Quote every one of the records below word for word.

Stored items
•••••
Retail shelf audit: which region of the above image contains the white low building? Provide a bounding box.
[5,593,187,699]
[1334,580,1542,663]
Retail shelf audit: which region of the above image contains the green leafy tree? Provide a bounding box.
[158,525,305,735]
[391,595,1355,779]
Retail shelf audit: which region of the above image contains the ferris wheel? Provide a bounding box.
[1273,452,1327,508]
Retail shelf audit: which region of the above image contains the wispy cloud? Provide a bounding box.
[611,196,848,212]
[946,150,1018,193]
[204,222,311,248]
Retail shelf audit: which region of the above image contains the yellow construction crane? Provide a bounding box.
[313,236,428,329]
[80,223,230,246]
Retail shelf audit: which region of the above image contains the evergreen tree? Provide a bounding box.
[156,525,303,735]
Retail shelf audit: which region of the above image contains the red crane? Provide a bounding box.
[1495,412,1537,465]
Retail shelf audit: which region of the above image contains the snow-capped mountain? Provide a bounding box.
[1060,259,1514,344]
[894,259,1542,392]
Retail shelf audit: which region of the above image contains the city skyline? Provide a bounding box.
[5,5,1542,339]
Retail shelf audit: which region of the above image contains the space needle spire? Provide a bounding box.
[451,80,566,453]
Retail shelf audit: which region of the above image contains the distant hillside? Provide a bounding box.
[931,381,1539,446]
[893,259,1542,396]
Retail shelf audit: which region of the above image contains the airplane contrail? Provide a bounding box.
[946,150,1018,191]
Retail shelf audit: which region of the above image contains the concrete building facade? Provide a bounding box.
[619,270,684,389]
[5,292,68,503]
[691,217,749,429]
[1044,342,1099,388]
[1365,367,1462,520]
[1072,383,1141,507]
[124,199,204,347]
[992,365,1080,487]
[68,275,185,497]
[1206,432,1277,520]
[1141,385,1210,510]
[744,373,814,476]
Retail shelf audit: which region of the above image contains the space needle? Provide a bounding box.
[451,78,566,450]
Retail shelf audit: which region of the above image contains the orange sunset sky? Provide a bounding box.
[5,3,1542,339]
•••••
Response to this exercise =
Retail shelf audit: which region of the above image contains the white low building? Provide a bounding box.
[5,593,187,699]
[1334,580,1542,663]
Retail shelf audit: which region of the above image contains the green leafy tree? Provide a bounding box.
[158,525,305,735]
[391,595,1355,779]
Retail shelf audit: which region of the above image contains the ferris wheel? Provide a bounding box.
[1273,452,1327,508]
Retail shelf audit: which region of the above image contains the wispy cloud? Provide a bounding box.
[611,196,848,212]
[946,150,1018,193]
[204,222,311,248]
Retail shelf audit: which region of the above image contains the yellow construction crane? Provide a bounding box.
[313,236,428,329]
[80,223,230,246]
Retail shelf audit: which region of the above image contains the evergreen tree? Provide a bounding box.
[156,525,303,735]
Retail shelf audit: which region of the above image contains the red crane? Provide a bounding box.
[1495,412,1537,465]
Retail shelf audit: which region of the above image contains the snow-capped mountain? Provide a bounding box.
[1060,259,1514,344]
[894,259,1542,392]
Retail shelf audit: which region of the above image contains the city skyline? Provide a bounding box.
[5,5,1542,339]
Retail shelf audit: which region of the above image contains the space needle spire? Provide a bounding box.
[451,80,566,453]
Retail shelf audit: which region of the above image contains the distant hillside? Provide a bounding box.
[931,381,1539,446]
[893,259,1542,396]
Retail shelf audit: which region of the above image contains the airplane contrail? Provide a bounding box.
[946,150,1018,191]
Retail shelf audit: which region of the above image contains the concrete building facade? Provide a bounding box.
[619,270,684,389]
[5,292,68,503]
[691,217,749,429]
[1044,342,1099,388]
[1365,367,1462,520]
[1072,383,1141,507]
[124,199,204,347]
[992,365,1080,487]
[68,275,185,497]
[1206,432,1277,520]
[1141,385,1210,510]
[744,373,814,476]
Retail shelf audit: which region of the above image contains the space needle? Provide a bounding box.
[451,78,566,450]
Retail shelf audit: which region of the above image contains the orange sunset sky? Provide a bounding box.
[5,3,1542,339]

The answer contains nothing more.